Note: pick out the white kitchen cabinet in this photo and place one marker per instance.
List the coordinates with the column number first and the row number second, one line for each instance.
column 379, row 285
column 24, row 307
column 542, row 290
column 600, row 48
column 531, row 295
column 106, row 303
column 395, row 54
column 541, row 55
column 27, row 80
==================================================
◆ **TASK BRIEF**
Copy every row above without changing a single character.

◆ **RESPONSE TO THE TASK**
Note: pick out the white kitchen cabinet in this photo and place one marker per instance.
List the coordinates with the column number first and the row number second, one line for each instance.
column 379, row 285
column 24, row 307
column 542, row 290
column 600, row 48
column 531, row 295
column 106, row 303
column 395, row 54
column 541, row 55
column 27, row 80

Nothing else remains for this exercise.